▶ [Problem set]:
- 1) In the blog post about hating to fly, what two phobias does the writer name as the technical reasons for the fear?
- 2) Continue the blog post about hating to fly, picking up right after its last sentence.

Thursday, April 3, 2014

Come fly with me

Or more accurately, don't. I'm a miserable beast to fly with and it's actually far better for me to do it alone than drag anyone else through the drama it is to travel in an air bus with yours truly.



I have four reasons that I don't like flying. The first two are associated with very technical "in the box" definitions of other phobias I have: claustrophobia and a fear of heights. When people ask about my fear of flying (or more accurately when I'm in an airport, freaking out and I volunteer the information to anyone who will listen) that is what I tell them; I don't like to be a sardine in a can and I don't like to be a sardine in a can 2,600 feet about ground.

The two, probably more accurate and to the point reasons I hate flying, are as follows. 

Number one: I like to exit any area that I occupy whenever I deem necessary, with or without notifying those who have accompanied me to said area. My friend L.J. calls this the Irish exit and I like it so I've adopted it. I perfected this skill in college but, upon reflection, I've been epic at this far before then. I always had a legit problem with administrators telling me I was confined to a specific desk and classroom in kindergarten. Furthermore I never understood why, in any stage of my education, it was deemed inappropriate to leave when I found it necessary- whether it be for the restroom or because whoever was standing in front of the classroom was boring the shit out of me and it was time to move onto bigger and better things. Regretfully, no one shared my opinion of the Irish exit during my public school education so I was continually forced to claim menstration or a bad fight with my boyfriend to facilitate me leaving the classroom to escape to the the choir room to nap on the floor behind the fourth row of chairs.

▶ [Exercise data]:
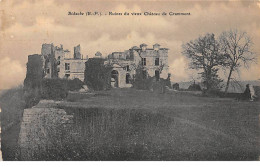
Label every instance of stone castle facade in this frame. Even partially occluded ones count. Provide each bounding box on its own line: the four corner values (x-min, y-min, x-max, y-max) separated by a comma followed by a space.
107, 44, 169, 87
27, 43, 169, 88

▶ [Responses by task]:
- 1) Claustrophobia and a fear of heights.

- 2)
In college my Irish exits became infamous and often I would arrive to a party and have a barrage of people ask me for my keys and/or purse to prevent me from taking my exit as needed. I always politely declined and promised to stay right before I snuck out the back door. At this point of my life I'm confident that anyone who I became close with in school either resigned to the Irish exit, hijacked it for their own purposes, or decided it to be beneficial to them personally and therefore supported it. After all, if you supported my Irish exits it didn't  go unnoticed and you were undoubtedly rewarded with a ride home with an almost guaranteed stop by Sheetz for late night snacks.
I would also like to point out that my husband also shares in my love of Irish exits, something he also perfected prior to our relationship, and this alone makes us soul mates. We always plan our exit from any social gathering prior to arrival and it takes very few signals for either of us to read the others mind when we're thinking "evacuate immediately".
BACK TO THE POINT.
Do you see what I'm getting at here? I like to get out of places fast, on the drop of a hat, as soon as the mood strikes. Airplanes don't provide too many options to make that possible and it pisses me off. You can pull a car over, you can de-board a bus, but a plane is taking you from point A to point B without any pit stops or negotiations and I'm not a fan. If I wanted to be locked in a place with people I didn't know for a long period of time I would have found my way to prison by now. 

Number two:
I don't like not being able to fly my own plane. I rarely get in a car with a driver I don't know- I would rather walk than taxi in the highest of heels. At least with a taxi I can watch you while you drive, correct your obvious driving faux pas, view your taxi license, and order you to pull over when I deem you've run through your three strikes. I am completely and totally flabbergasted that prior to getting on a flight the pilot does not feel compelled to personally introduce himself to me and set up a pre-flight interview so I can determine if he is capable of getting me where I need to go without any hiccups. I can't believe they don't even send their resumes! Furthermore, preventing me from watching you do your job and critiquing the process is a hard slap in the face. I'm in charge of my destiny and I must say the minimal communication and total lack of an ability to observe the pilot is most disconcerting.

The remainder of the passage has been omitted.